### GOAL OF THE EXERCISE
A word-for-word copy of the listing that follows is required.
MATERIAL FOR THIS TASK Start Marker
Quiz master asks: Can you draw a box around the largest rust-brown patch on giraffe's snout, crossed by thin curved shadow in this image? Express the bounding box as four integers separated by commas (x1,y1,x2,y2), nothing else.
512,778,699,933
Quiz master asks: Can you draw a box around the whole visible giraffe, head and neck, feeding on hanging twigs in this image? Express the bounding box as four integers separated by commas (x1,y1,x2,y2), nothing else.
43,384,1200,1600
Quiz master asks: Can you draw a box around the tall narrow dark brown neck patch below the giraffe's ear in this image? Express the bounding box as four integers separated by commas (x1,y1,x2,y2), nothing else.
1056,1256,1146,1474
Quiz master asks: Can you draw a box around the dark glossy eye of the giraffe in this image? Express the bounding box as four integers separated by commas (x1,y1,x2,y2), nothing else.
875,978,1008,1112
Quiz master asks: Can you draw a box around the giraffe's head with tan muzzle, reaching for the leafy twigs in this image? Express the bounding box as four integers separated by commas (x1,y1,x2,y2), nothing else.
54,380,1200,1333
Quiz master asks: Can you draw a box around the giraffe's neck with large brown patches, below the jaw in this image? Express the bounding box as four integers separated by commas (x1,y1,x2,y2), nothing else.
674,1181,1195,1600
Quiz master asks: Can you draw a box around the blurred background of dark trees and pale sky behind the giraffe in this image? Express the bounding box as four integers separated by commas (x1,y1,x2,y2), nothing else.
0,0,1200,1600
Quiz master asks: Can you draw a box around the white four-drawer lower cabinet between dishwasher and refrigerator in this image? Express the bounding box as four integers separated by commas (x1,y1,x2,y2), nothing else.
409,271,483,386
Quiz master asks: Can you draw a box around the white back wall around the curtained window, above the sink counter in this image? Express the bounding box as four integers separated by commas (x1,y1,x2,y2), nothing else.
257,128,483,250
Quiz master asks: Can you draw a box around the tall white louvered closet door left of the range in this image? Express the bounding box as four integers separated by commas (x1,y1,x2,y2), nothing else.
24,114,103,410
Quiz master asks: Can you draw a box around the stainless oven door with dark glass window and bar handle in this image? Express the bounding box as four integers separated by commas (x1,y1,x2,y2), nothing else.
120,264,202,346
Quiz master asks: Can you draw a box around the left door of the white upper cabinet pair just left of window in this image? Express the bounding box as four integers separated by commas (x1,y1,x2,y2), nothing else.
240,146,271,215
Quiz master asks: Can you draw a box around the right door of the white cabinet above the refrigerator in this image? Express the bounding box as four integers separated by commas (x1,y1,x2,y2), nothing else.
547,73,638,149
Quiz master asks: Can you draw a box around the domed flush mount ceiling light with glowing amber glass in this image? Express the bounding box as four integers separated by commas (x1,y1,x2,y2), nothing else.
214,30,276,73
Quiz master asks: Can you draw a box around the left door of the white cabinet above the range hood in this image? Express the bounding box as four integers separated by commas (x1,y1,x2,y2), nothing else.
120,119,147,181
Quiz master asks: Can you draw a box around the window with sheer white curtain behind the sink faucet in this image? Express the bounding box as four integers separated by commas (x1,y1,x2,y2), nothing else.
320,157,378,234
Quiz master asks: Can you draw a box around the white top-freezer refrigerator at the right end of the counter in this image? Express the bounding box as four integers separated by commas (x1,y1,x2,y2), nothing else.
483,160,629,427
MATERIAL FOR THIS TASK End Marker
### OUTPUT FOR THIS TASK
Quiz master asks: Can you draw a box around the largest rust-brown patch on giraffe's snout, crossed by thin curved shadow in this image? Express the bounding box as four integers separated by commas (x1,y1,x2,y2), nothing else.
512,778,699,933
Quiz master asks: Can you draw a box around the whole visible giraffe, head and neck, feeding on hanging twigs in this image? Express the bounding box as four integers separated by commas (x1,y1,x2,y2), nothing else.
43,384,1200,1600
Quiz master asks: Can you draw a box around the tall narrow dark brown neck patch below the giraffe's ear in this image? Express the bounding box as four integers separated by commas (x1,y1,x2,y2), nothing else.
1056,1256,1146,1474
Quiz master asks: Can you draw a box around the dark glossy eye of the giraffe in this image? Express the bounding box as four integers separated by commas (x1,y1,x2,y2), nothing else.
875,978,1008,1112
Quiz master asks: Can you draw a box around the giraffe's head with tan muzzle, reaching for the leafy twigs in this image? Express the bounding box as four integers separated by commas (x1,y1,x2,y2), nothing else.
54,380,1200,1333
Quiz master asks: Can you draw a box around the giraffe's neck with large brown patches, below the jaw in this image? Express the bounding box as four integers separated by commas (x1,y1,x2,y2), nothing else.
674,1181,1195,1600
Quiz master asks: Can you draw a box around the blurred background of dark trees and pale sky behind the giraffe in this image? Express the bounding box as four integers separated by commas (x1,y1,x2,y2), nothing else.
0,0,1200,1600
Quiz master asks: Can you draw a box around the white four-drawer lower cabinet between dishwasher and refrigerator in this image? Express the bounding box as four integers separated by commas (x1,y1,x2,y2), nothing else.
409,271,483,386
Quiz master asks: Can you draw a box around the white back wall around the curtained window, above the sink counter in this image? Express the bounding box as four integers separated by commas (x1,y1,x2,y2), nothing else.
257,128,483,250
Quiz master asks: Can you draw a box around the tall white louvered closet door left of the range in this image? Express the bounding box as four integers separated by commas (x1,y1,x2,y2), nothing else.
24,114,103,410
Quiz master asks: Can you draw a box around the stainless oven door with dark glass window and bar handle in this image? Express the bounding box as four integers separated by commas (x1,y1,x2,y2), nothing else.
120,264,202,346
Quiz master asks: Can you draw a box around the left door of the white upper cabinet pair just left of window in this image? Express the bounding box as four integers separated by commas (x1,y1,x2,y2), nothing else.
240,146,271,215
Quiz master asks: Can you draw a box around the right door of the white cabinet above the refrigerator in this image? Express the bounding box as four integers separated by commas (x1,y1,x2,y2), nothing else.
547,73,638,149
Quiz master asks: Can you draw a box around the domed flush mount ceiling light with glowing amber glass in this image? Express the bounding box as four integers separated by commas (x1,y1,x2,y2), nothing else.
214,30,276,73
Quiz master asks: Can you draw a box around the left door of the white cabinet above the range hood in this image? Express the bounding box as four integers separated by commas (x1,y1,x2,y2), nothing else.
120,119,147,181
Quiz master asks: Can you draw a box around the window with sheer white curtain behind the sink faucet in this image? Express the bounding box as four integers separated by commas (x1,y1,x2,y2), nothing else.
320,157,378,234
Quiz master asks: Can you draw a box around the white top-freezer refrigerator at the right end of the counter in this image? Express the bounding box as four integers separated by commas (x1,y1,x2,y2), nothing else.
483,160,629,427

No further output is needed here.